Exercise set:
1. In the blog post about swimming, what time does the pool open on the evenings when it is open?
2. Write out the part of the swimming blog post starting at "So I jollied" and ending at "a bordo c@zzo!", word for word.
3. Carry the blog post about swimming forward from its last sentence.

Page text:

—————

Wednesday, 25 January 2012

Don't forget your hat! 25th gennaio 2012

Don't forget your hat! 25th gennaio 2012

It was a weird week in the pool. As part of the ironman training I need to be hitting the pool twice, and preferably thrice a week. This week was tricky. On Monday I do Tai Chi http://www.taichisiena.it/, well I should do Tai Chi, although I have only been able to manage to go once so far this year due to work nightmares :(



The swimming pool seems to open only at random times - only a few evenings a week, and then it only opens at 20:40, with limited lanes, which is a pain - and doubly so when you are a slow and rubbish swimmer. I am not yet prepared mentally to go swimming in the morning - it doesn't open until 07:30 when it does open, and I would be physically and mentally drained when I got to work, which is really the last thing that I need just now. Anyway, the long and short of this is that to make my swim sessions I need to go on a Wednesday and Friday evenings and once on the weekend.



So I jollied along last Wednesday after work, and actually after sorting some issues out it wasn't until 21:00 until I got there and the woman said that it was full. Obviously I spat out a dummy, starting swearing and kicking doors on my way out of there. Vada a bordo c@zzo!



http://knowyourmeme.com/memes/events/costa-concordia-disaster-vada-a-bordo-cazzo



So, Friday I was early for swimming and all was fine, thankfully the woman - it's always the same woman - didn't seem to remember my little spat - and then Sunday morning came along and I was in there super early, well before 09:30 for my Sunday morning swimaroo. I jumped in the pool, and it was fantastic, empty and peaceful, no Italians were out of bed, the sun was shining in through the windows and it was the first time I had ever been when it wasn't dark. My goggles were fitting really well and I was starting to feel at one with the water, for the first time ever! And then one of the lifeguards stopped me and uttered something in Italian, of course I couldn't here with my ear plugs, but eventually I heard "cuffia" - meaning swim cap. I had forgotten it of course - and was struggling through, but she insisted to me that it was "obligatorio" and so it was. At that point I was going to spit an extremely large dummy, when she trotted off and spoke with one of the other lifeguards who lent me his cloth swim cap. That cheered me up a lot and I had a good swim. It really is very typical Italian in two ways. People seem a pain in the culo at times, but generally at the end of the day, they are pretty nice and considerate, and secondly, that there are always rules about everything, and always a rule to countenance them once you open some dialogue.

—————

Record excerpts:
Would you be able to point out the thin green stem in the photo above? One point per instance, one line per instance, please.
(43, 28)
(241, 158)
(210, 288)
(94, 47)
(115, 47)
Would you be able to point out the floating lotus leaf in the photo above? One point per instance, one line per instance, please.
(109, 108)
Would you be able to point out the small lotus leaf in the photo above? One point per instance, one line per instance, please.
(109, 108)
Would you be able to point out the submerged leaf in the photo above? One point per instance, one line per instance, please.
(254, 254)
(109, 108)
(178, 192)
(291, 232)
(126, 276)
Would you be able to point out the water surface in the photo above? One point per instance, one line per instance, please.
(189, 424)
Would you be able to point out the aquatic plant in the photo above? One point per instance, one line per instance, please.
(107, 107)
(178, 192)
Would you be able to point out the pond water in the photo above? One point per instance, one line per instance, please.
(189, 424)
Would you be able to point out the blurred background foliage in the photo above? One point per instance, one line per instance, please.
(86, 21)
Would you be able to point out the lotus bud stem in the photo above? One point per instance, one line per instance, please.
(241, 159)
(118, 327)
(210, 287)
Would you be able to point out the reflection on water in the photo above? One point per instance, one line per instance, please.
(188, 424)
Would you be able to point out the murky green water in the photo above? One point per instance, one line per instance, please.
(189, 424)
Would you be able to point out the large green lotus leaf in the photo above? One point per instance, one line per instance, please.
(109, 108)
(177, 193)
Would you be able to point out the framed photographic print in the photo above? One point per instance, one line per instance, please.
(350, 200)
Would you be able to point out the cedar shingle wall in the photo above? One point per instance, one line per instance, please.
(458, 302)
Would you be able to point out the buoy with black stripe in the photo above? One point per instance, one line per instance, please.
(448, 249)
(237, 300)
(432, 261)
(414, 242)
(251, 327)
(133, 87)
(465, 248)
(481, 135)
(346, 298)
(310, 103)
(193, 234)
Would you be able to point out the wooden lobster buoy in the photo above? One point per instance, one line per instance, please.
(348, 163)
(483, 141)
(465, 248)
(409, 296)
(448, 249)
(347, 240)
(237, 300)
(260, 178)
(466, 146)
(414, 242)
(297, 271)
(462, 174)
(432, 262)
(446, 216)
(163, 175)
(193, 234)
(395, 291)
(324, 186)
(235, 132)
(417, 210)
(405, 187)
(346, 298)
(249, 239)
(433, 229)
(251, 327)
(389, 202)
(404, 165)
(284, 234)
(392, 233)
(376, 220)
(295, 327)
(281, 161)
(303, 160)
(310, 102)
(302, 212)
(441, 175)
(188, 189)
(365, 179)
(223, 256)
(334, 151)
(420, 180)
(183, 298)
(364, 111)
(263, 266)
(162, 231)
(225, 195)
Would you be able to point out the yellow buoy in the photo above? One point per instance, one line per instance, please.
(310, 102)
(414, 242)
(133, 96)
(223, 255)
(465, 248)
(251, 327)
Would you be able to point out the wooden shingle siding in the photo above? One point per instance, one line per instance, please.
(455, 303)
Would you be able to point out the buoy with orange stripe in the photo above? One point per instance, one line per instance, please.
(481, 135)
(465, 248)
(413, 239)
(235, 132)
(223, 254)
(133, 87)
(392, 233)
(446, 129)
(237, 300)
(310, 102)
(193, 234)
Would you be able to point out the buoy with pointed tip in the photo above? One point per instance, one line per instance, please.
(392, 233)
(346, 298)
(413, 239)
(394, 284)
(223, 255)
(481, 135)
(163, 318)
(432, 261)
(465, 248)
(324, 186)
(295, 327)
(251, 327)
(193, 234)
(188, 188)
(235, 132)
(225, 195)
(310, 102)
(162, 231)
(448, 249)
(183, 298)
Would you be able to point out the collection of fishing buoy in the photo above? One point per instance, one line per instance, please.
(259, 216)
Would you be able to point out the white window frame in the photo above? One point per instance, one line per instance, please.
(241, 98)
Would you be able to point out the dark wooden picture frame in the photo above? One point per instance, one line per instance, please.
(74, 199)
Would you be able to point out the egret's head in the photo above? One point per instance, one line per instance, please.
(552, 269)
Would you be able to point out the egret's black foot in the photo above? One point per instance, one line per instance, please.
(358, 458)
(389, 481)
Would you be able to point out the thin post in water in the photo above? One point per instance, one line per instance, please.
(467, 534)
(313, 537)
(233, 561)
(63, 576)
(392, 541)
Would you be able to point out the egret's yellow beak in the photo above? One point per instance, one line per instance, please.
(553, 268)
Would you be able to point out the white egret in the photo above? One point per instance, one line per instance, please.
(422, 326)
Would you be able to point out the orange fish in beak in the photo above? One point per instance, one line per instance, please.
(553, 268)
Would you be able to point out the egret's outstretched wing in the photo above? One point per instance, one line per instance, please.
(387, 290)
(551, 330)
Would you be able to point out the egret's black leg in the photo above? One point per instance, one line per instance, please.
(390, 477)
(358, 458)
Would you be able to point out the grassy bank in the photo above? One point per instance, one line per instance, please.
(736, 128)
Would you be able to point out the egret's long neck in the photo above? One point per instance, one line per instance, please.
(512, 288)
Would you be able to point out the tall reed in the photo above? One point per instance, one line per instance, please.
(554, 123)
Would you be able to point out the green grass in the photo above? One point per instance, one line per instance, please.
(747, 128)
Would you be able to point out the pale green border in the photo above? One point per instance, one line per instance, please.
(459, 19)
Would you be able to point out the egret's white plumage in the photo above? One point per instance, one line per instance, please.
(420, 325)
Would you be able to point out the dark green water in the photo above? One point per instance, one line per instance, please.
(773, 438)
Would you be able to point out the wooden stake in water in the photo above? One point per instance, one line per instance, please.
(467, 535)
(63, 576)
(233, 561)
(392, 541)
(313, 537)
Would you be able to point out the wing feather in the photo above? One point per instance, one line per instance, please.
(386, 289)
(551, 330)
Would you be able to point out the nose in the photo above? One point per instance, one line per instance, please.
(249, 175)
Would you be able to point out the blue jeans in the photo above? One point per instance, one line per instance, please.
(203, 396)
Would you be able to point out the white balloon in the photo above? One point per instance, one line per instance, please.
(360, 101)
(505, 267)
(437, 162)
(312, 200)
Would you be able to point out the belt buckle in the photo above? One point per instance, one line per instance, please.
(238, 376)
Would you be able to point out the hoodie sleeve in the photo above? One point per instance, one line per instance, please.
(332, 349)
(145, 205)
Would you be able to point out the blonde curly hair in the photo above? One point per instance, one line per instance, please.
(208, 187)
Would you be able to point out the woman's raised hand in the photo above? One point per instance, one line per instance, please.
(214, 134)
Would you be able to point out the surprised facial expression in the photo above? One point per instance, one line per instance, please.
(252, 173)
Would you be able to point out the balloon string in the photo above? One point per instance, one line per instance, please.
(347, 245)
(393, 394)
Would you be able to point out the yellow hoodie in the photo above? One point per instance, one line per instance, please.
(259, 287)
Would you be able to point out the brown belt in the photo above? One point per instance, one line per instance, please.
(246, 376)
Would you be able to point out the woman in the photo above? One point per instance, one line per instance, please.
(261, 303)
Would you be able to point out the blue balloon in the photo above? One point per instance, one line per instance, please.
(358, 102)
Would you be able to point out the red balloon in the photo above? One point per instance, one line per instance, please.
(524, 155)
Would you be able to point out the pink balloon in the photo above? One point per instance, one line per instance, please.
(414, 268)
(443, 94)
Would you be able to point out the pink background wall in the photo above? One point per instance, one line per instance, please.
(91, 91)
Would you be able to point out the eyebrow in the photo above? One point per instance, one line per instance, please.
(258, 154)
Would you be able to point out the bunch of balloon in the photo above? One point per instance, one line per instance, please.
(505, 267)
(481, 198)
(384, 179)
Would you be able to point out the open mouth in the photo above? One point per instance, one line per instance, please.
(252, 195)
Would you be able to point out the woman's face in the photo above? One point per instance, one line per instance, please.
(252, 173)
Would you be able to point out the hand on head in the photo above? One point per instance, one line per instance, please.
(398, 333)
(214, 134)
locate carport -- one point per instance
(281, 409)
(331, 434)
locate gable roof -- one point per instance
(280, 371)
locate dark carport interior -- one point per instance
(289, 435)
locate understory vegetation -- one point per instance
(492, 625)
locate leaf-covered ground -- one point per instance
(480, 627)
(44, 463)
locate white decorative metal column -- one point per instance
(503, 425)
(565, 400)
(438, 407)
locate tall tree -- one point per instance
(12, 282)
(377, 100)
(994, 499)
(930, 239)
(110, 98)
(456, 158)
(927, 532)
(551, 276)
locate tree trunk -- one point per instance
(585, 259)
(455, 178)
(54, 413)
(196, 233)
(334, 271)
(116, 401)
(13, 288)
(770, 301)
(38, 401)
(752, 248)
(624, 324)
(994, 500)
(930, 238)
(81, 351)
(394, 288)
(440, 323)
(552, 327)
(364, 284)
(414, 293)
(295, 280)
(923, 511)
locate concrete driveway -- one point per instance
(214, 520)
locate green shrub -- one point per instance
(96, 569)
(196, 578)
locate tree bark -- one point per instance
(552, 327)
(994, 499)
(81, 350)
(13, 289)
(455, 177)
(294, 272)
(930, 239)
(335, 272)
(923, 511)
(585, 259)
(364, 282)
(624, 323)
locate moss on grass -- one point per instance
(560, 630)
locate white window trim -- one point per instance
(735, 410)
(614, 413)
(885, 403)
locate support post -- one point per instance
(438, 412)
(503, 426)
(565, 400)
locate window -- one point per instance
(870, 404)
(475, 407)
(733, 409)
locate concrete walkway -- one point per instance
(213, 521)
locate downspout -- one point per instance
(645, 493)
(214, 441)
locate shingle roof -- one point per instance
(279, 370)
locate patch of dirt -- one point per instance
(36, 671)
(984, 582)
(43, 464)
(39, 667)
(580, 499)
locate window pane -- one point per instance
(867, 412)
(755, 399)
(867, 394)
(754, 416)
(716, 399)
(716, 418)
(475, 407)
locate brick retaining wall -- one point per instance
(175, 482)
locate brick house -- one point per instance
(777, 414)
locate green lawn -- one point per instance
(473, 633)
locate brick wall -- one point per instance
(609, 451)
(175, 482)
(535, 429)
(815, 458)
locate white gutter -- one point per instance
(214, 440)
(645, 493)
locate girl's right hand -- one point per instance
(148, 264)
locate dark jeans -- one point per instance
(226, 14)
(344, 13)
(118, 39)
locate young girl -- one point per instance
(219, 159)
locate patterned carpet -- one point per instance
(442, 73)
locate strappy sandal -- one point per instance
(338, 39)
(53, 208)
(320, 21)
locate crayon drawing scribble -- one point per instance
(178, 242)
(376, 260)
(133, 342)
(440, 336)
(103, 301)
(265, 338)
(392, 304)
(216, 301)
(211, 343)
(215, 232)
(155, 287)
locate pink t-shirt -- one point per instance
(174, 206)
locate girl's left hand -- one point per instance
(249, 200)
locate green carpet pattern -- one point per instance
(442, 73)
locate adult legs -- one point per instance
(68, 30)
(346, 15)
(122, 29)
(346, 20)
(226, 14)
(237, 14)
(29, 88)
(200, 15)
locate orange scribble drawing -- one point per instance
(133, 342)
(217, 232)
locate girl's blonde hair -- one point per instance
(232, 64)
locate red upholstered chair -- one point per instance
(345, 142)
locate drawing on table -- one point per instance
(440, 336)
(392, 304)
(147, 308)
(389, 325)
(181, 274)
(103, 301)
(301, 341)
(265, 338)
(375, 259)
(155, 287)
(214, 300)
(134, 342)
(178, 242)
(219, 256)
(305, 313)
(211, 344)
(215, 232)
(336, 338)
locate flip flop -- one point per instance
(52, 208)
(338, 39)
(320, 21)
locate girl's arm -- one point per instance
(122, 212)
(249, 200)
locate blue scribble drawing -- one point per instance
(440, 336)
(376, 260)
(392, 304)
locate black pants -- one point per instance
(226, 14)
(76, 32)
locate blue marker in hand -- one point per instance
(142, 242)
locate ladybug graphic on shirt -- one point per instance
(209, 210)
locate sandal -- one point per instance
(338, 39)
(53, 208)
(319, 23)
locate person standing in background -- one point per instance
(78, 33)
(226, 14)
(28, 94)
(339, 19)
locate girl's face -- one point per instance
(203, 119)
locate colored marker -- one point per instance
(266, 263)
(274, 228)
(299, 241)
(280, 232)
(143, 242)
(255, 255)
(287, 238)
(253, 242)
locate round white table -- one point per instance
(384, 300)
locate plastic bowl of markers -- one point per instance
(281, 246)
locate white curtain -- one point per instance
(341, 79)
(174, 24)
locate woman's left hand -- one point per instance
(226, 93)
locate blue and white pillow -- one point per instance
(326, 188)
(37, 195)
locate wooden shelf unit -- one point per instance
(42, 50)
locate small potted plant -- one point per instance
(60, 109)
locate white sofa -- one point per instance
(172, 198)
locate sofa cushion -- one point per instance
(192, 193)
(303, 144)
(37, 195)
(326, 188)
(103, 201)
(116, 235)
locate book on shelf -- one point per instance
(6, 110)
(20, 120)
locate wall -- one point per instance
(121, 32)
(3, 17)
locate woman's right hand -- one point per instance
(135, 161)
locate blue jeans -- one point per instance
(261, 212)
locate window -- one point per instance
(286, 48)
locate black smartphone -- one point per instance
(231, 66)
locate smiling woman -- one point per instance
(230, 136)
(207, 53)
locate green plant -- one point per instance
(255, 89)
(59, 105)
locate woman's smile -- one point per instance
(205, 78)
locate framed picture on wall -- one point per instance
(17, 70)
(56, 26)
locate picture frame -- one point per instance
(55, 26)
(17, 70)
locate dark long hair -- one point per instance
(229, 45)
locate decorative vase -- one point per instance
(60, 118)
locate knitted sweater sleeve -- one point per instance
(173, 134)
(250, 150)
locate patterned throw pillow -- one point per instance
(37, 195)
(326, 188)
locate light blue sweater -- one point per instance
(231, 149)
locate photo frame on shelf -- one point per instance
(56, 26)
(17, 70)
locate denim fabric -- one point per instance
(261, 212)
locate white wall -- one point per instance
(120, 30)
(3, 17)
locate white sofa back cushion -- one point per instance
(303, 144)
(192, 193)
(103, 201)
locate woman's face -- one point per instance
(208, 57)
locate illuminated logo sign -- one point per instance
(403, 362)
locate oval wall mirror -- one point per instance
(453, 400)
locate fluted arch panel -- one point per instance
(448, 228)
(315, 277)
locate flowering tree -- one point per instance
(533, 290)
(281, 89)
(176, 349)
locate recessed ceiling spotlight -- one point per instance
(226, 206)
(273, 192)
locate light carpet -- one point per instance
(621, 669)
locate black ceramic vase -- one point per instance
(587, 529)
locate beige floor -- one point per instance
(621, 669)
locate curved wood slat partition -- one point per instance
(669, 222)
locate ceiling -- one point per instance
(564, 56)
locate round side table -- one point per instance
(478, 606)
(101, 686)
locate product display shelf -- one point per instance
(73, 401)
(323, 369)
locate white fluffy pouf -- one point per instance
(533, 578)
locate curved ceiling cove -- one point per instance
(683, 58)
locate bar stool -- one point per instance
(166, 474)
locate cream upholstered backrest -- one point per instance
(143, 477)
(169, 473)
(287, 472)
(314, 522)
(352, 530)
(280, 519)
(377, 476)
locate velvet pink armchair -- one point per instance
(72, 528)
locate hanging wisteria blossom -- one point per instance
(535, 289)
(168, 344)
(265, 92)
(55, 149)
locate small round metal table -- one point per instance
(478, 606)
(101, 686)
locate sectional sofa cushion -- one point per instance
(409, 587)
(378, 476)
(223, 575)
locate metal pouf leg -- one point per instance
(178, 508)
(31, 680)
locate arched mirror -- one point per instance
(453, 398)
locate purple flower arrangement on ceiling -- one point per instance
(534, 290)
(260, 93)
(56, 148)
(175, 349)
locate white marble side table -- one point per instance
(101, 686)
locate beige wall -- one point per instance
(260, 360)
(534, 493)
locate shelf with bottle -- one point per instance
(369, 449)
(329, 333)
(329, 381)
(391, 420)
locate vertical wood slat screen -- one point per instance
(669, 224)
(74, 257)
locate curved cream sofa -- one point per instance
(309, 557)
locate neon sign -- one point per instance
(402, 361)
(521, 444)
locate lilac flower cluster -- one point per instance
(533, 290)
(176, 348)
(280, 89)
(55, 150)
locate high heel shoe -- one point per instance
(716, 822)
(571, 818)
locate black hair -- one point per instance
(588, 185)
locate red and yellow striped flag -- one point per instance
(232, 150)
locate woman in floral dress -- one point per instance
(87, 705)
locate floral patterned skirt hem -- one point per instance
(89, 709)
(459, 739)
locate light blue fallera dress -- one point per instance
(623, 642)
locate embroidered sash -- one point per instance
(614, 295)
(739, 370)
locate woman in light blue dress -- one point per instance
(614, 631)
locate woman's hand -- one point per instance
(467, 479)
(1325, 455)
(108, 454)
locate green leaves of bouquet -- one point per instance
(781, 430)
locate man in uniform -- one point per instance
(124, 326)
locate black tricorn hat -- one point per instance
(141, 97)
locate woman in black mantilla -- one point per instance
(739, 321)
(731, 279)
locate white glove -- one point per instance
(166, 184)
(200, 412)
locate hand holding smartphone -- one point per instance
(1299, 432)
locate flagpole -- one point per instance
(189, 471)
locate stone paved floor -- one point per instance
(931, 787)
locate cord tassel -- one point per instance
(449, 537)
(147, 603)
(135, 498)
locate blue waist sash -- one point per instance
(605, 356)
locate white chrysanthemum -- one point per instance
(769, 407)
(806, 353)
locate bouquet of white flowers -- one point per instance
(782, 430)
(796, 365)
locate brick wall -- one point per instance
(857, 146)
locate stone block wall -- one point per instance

—————

Task-by-task outputs:
1. 20:40

2.
So I jollied along last Wednesday after work, and actually after sorting some issues out it wasn't until 21:00 until I got there and the woman said that it was full. Obviously I spat out a dummy, starting swearing and kicking doors on my way out of there. Vada a bordo c@zzo!

3.
In other news, whilst I was riding on Saturday I passed a very fresh, if very flat porcupine corpse. At the side of the road there were lots of spines that had come off and I made a mental, if gruesome note to come back and do some pilfering, and eccomi - after swimming on Sunday I tootled off in the car and arrived at the corpse and collected a whole load of the spines. I can assure you that they are brutal but very pretty with different colours along their length. The thickest ones are the size and length of a big pencil and I would not like to be poked by one! They have traditionally been used in artwork as pens, and jewellery, as well as for sewing and as weapons. Of course, they are a protected species but you rarely see a corpse on the road as apparently they make delicious eating and the resourceful Italians have them away for eating as soon as they see them dead on the road!



Meanwhile, we have booked a week's skiing at a nearby ski resort. We had a look around and picked one that had good facilities so we could do some other stuff in case the snow was not great. Some work friends went skiing at the weekend and saw the hotel we had booked and one of them checked it out on the web and found the funniest thing on the homepage - talk about lost in translation.


Just to recap - "I will make my soul a casket for your soul, my heart a dwelling for your beauty, my chest a tomb for your p3n1s". We laughed our cavolos off! This really is classic Italian translations - unfortunately the standard of English is pretty poor over here. Of course, my Italian is nothing short of a disgrace, especially since I have lived here for two years, but compared to other European countries e.g. Germany, Switzerland, France, Spain - the standard of English is just not equivalent.



Classico! Over n out.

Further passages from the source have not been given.